> _TASK DESCRIPTION_: Rewrite every item below, substituting "place a marker" for each occurrence of "set a point" and keeping all other text the same.

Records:
-=-=-

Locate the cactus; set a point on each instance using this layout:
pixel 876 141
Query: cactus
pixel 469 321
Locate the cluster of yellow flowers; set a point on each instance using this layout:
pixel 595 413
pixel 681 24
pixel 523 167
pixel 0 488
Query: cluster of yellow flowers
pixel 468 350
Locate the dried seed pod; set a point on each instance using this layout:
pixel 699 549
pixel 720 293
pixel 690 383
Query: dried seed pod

-=-=-

> _TASK OUTPUT_:
Locate the cactus; place a marker on each instance using this layout:
pixel 876 141
Query: cactus
pixel 469 321
Locate the cluster of yellow flowers; place a marker on each instance using this layout:
pixel 595 413
pixel 681 24
pixel 523 167
pixel 0 488
Query: cluster of yellow flowers
pixel 468 350
Locate the dried seed pod; place a marker on each instance using this layout:
pixel 699 549
pixel 720 293
pixel 690 383
Query: dried seed pod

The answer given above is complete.